**WHAT NEEDS TO BE DONE:**
Pick out every line in the listing below that contains the string "cloud", and copy each of those lines in full.

Stored items from a collection

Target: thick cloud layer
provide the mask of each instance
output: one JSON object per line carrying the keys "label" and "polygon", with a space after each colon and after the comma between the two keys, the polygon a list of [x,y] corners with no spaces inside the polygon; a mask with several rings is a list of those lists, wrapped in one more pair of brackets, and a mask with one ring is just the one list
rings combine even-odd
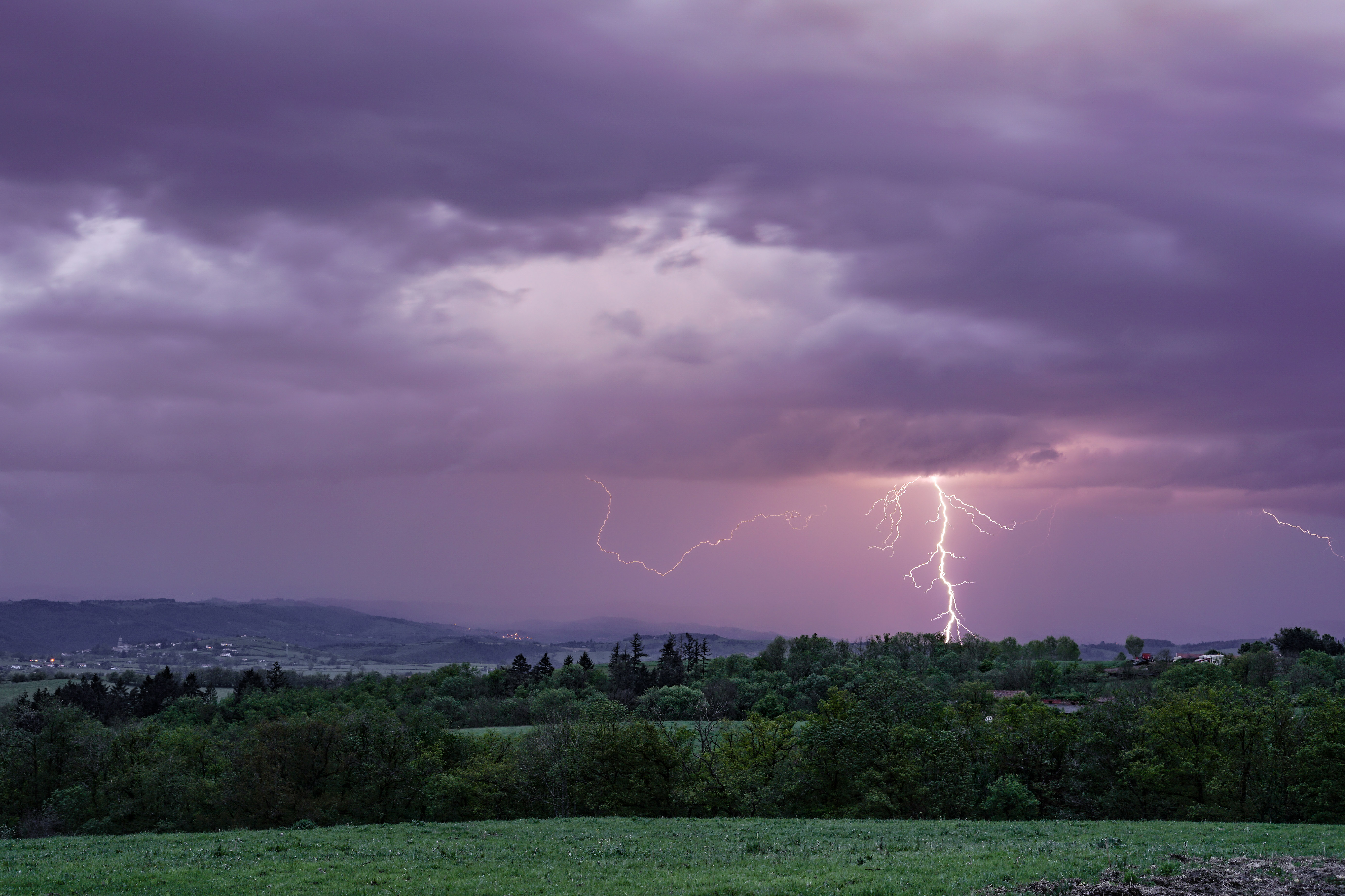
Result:
{"label": "thick cloud layer", "polygon": [[0,12],[0,468],[1006,472],[1345,510],[1345,17]]}

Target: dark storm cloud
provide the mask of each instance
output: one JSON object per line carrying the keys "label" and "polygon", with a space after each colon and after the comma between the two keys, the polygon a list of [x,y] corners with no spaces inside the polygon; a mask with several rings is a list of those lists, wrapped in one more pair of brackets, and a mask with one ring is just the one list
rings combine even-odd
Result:
{"label": "dark storm cloud", "polygon": [[1338,487],[1329,7],[939,8],[11,4],[0,464]]}

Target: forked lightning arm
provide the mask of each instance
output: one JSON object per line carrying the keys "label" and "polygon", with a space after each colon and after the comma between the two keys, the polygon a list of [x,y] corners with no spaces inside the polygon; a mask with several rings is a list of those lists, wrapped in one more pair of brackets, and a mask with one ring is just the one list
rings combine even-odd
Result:
{"label": "forked lightning arm", "polygon": [[[756,522],[759,519],[776,519],[776,518],[779,518],[779,519],[783,519],[785,523],[788,523],[790,529],[807,529],[808,527],[808,521],[812,519],[811,514],[807,515],[807,517],[804,517],[798,510],[785,510],[785,511],[779,513],[779,514],[757,514],[752,519],[742,519],[742,521],[740,521],[738,525],[734,526],[732,529],[732,531],[729,531],[729,534],[725,535],[724,538],[716,538],[713,541],[707,539],[707,541],[702,541],[702,542],[691,545],[690,548],[687,548],[686,550],[682,552],[682,556],[677,558],[675,564],[672,564],[667,569],[659,570],[659,569],[655,569],[654,566],[650,566],[643,560],[627,560],[619,552],[616,552],[616,550],[608,550],[607,548],[603,546],[603,530],[607,529],[607,522],[612,518],[612,490],[608,488],[607,486],[604,486],[603,483],[600,483],[597,479],[593,479],[593,476],[585,476],[585,479],[588,479],[592,483],[596,483],[597,486],[601,486],[603,491],[607,492],[607,515],[603,517],[603,525],[597,527],[597,549],[601,550],[604,554],[612,554],[613,557],[616,557],[620,562],[625,564],[627,566],[643,566],[644,569],[650,570],[655,576],[667,576],[668,573],[671,573],[674,569],[677,569],[678,566],[681,566],[682,561],[686,560],[687,554],[690,554],[697,548],[714,548],[716,545],[722,545],[726,541],[733,541],[733,535],[738,534],[738,529],[741,529],[742,526],[748,525],[749,522]],[[803,522],[798,523],[796,521],[800,521],[800,519]]]}
{"label": "forked lightning arm", "polygon": [[[929,484],[933,486],[935,491],[939,492],[939,509],[935,511],[933,519],[928,521],[928,522],[942,523],[939,526],[939,541],[935,542],[933,550],[929,552],[929,556],[925,558],[925,561],[923,564],[916,564],[915,566],[912,566],[911,570],[904,576],[904,578],[909,578],[911,584],[919,588],[920,583],[916,581],[916,570],[924,569],[925,566],[931,565],[936,569],[936,573],[933,578],[929,580],[929,585],[925,588],[925,591],[933,588],[935,584],[943,585],[944,592],[948,595],[948,607],[942,613],[935,616],[935,619],[943,619],[947,616],[948,622],[943,627],[944,640],[960,642],[963,632],[968,635],[974,632],[970,628],[967,628],[967,626],[962,620],[962,613],[958,612],[956,589],[959,585],[970,585],[971,583],[967,581],[955,583],[951,578],[948,578],[948,560],[950,558],[966,560],[964,557],[959,557],[958,554],[952,553],[952,550],[948,549],[948,522],[950,522],[948,510],[950,509],[960,510],[962,513],[967,514],[971,518],[971,525],[976,527],[976,531],[985,533],[987,535],[993,535],[994,533],[981,527],[979,521],[982,519],[986,522],[986,525],[998,526],[1005,531],[1013,531],[1014,529],[1017,529],[1018,521],[1014,521],[1006,526],[998,519],[990,517],[986,511],[981,510],[975,505],[968,505],[962,498],[958,498],[956,495],[944,491],[943,486],[939,484],[937,476],[920,476],[912,479],[911,482],[905,483],[901,487],[893,487],[886,495],[873,502],[873,506],[869,507],[869,513],[872,514],[874,510],[878,509],[880,505],[882,505],[882,519],[878,521],[877,529],[878,531],[885,531],[885,535],[881,545],[873,545],[873,548],[876,548],[877,550],[886,550],[890,553],[896,546],[897,539],[901,538],[901,515],[902,515],[901,498],[907,494],[907,490],[911,486],[916,484],[921,479],[928,480]],[[1042,510],[1041,513],[1046,511]],[[1041,514],[1037,514],[1037,517],[1034,517],[1033,519],[1037,519],[1040,517]]]}
{"label": "forked lightning arm", "polygon": [[1272,514],[1271,511],[1266,510],[1264,507],[1262,507],[1262,513],[1266,514],[1267,517],[1270,517],[1271,519],[1274,519],[1275,522],[1278,522],[1280,526],[1289,526],[1290,529],[1297,529],[1298,531],[1303,533],[1305,535],[1311,535],[1313,538],[1321,538],[1322,541],[1326,542],[1326,550],[1332,552],[1333,554],[1336,554],[1341,560],[1345,560],[1345,557],[1341,557],[1340,553],[1337,553],[1336,545],[1333,545],[1332,539],[1328,538],[1326,535],[1318,535],[1315,531],[1303,529],[1302,526],[1295,526],[1294,523],[1287,523],[1283,519],[1280,519],[1279,517],[1276,517],[1275,514]]}

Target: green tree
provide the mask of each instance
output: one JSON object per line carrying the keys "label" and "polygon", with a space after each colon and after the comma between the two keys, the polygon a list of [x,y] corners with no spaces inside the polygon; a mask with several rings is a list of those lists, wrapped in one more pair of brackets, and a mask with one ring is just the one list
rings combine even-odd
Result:
{"label": "green tree", "polygon": [[659,662],[654,670],[654,681],[660,687],[681,685],[686,678],[686,666],[682,662],[682,652],[678,650],[677,638],[671,634],[659,650]]}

**FULL ANSWER:**
Target: thick cloud layer
{"label": "thick cloud layer", "polygon": [[0,12],[0,468],[1006,472],[1345,510],[1345,17]]}
Target: dark storm cloud
{"label": "dark storm cloud", "polygon": [[1338,487],[1329,7],[939,8],[11,4],[0,464]]}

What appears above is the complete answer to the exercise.